→ WORK REQUIRED
Answer these questions from the provided text below.
(a) Which date did Sturgeon settle on as when she first knew about the process?
(b) According to Aberdein's testimony, how much earlier was the 29 March meeting set up?
(c) With whom did Aberdein arrange a conference call before meeting Sturgeon?

→ PROVIDED TEXT
┏━━
To hide this early involvement, Sturgeon had to invent a date when she first knew about the process. She settled on 2 April when she met Alex Salmond. That was a lie by four months at least, but it is difficult to prove beyond reasonable doubt. That she lied by one month is proven beyond reasonable doubt by the evidence of Geoff Aberdein. That is why it is the most important document in the entire process.

Nicola has since admitted to the meeting with Aberdein on 29 March, claiming she merely “forgot it”, that she just “bumped into” Aberdein and it is only “three days” (sic) from the meeting on 2 April. But Aberdein’s testimony is entirely incompatible with even Sturgeon’s amended story. He testifies it was set up by her office, with the allegations agenda known and dictated by them, three weeks earlier.

Is there anything to support Geoff Aberdein’s story? Yes. Aberdein was so worried by this that before he met Sturgeon on 29 March in Parliament (the meeting she subsequently claimed to parliament to have forgotten) he arranged a conference call with Duncan Hamilton QC and then SNP head spin doctor Kevin Pringle to discuss the implications. Both are willing to testify, but of course the Committee does not want them to.
┗━━
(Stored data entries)
┏━━
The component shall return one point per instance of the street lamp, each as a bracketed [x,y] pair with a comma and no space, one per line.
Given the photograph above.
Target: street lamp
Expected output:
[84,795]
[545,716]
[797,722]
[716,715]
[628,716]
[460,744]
┗━━
→ REPLY
(a) 2 April, when she met Alex Salmond.
(b) Three weeks earlier, set up by her office.
(c) Duncan Hamilton QC and Kevin Pringle, then SNP head spin doctor.